◆ DATA PROVIDED:
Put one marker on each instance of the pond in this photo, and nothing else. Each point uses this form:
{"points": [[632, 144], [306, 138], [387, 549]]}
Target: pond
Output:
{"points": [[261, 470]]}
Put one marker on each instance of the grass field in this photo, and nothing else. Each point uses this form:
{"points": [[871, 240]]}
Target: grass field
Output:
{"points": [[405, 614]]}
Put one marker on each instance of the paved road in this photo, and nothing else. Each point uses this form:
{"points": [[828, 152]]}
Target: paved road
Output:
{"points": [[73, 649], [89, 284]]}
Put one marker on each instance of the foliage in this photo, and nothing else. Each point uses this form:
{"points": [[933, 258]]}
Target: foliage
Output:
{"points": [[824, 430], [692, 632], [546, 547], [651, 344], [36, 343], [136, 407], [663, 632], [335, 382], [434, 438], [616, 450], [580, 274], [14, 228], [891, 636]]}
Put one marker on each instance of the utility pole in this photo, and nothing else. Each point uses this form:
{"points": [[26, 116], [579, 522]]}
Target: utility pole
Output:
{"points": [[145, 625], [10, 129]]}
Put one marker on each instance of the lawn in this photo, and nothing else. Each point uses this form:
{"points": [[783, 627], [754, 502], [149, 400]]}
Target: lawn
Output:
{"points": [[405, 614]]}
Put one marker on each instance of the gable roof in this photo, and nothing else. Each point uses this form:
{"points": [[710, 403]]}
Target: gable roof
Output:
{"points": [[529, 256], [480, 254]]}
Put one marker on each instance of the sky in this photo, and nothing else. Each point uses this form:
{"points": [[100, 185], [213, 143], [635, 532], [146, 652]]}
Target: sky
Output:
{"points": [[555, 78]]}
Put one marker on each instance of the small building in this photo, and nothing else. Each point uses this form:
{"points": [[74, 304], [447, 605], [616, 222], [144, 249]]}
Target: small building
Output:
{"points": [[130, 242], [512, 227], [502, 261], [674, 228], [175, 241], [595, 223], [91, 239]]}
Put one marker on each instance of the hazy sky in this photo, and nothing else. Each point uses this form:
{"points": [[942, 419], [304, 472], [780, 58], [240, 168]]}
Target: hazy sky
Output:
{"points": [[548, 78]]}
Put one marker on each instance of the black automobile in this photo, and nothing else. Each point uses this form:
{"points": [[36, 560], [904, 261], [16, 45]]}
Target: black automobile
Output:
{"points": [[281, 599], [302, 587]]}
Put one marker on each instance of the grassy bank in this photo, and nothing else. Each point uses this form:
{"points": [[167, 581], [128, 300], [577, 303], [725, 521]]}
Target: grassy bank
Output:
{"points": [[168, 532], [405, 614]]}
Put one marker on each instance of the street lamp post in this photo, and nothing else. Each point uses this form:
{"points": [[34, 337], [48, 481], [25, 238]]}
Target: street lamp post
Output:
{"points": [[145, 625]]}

◆ SHORT PROBLEM: Please restate the records in full, word for word.

◆ TASK RESPONSE:
Put one marker on each instance of the pond in this photo, and nothing else. Each point uses this form:
{"points": [[632, 144], [306, 138], [387, 549]]}
Target: pond
Output:
{"points": [[261, 470]]}
Put one marker on each instance of the grass field in this photo, and nothing else. Each point uses this form:
{"points": [[871, 240]]}
Target: grass field
Output:
{"points": [[405, 614]]}
Put one marker on each instance of the paved road in this photo, and nothing else. Each point uses this form:
{"points": [[828, 152]]}
Target: paved road
Output:
{"points": [[73, 649], [89, 284]]}
Put one marker on each instance of the foliage in this photo, and nothing else. Each point uses this form:
{"points": [[933, 258]]}
Target: foliage
Output:
{"points": [[824, 430], [692, 632], [546, 547], [651, 344], [36, 343], [136, 407], [663, 632], [335, 382], [434, 438], [616, 450], [580, 274], [14, 228], [891, 636]]}
Put one marker on each instance of the utility pole in this photo, and nothing else. Each point uses this form:
{"points": [[26, 116], [579, 522]]}
Target: utility pole
Output:
{"points": [[145, 625], [10, 129]]}
Put one marker on each instance of the lawn in this photo, and nothing else. Each point uses this form:
{"points": [[783, 627], [754, 502], [149, 400]]}
Target: lawn
Output:
{"points": [[405, 614]]}
Put one marker on each instance of the gable roof in this photo, and nothing else. Each point uses this form:
{"points": [[710, 403]]}
Target: gable roof
Output:
{"points": [[529, 256], [480, 254]]}
Put one marker on each instance of the sky in this photo, and nothing else. Each point uses this form:
{"points": [[100, 185], [213, 143], [635, 532], [146, 652]]}
Target: sky
Output:
{"points": [[555, 78]]}
Put one marker on each instance of the small building in this photo, and nothing else. Each point uses this form:
{"points": [[74, 304], [447, 605], [616, 222], [144, 249]]}
Target: small building
Output:
{"points": [[130, 242], [512, 227], [502, 261], [674, 228], [175, 241], [595, 223], [91, 239]]}
Put one marker on each instance of the hazy sky in this photo, and nothing else. Each point uses this form:
{"points": [[942, 419], [304, 472], [780, 58], [240, 168]]}
Target: hazy sky
Output:
{"points": [[548, 78]]}
Put one marker on each instance of the black automobile in this photo, and nothing else. Each point uses this form:
{"points": [[36, 560], [904, 261], [16, 45]]}
Target: black automobile
Output:
{"points": [[281, 599], [302, 587]]}
Put one marker on each instance of the grassy bank in this photo, and nothing else. Each point uses this form:
{"points": [[167, 581], [128, 300], [577, 303], [725, 521]]}
Target: grassy bank
Output:
{"points": [[168, 532], [405, 614]]}
Put one marker on each instance of the street lamp post in this photo, and nothing else. Each point uses this form:
{"points": [[34, 337], [48, 481], [25, 238]]}
Target: street lamp post
Output:
{"points": [[145, 625]]}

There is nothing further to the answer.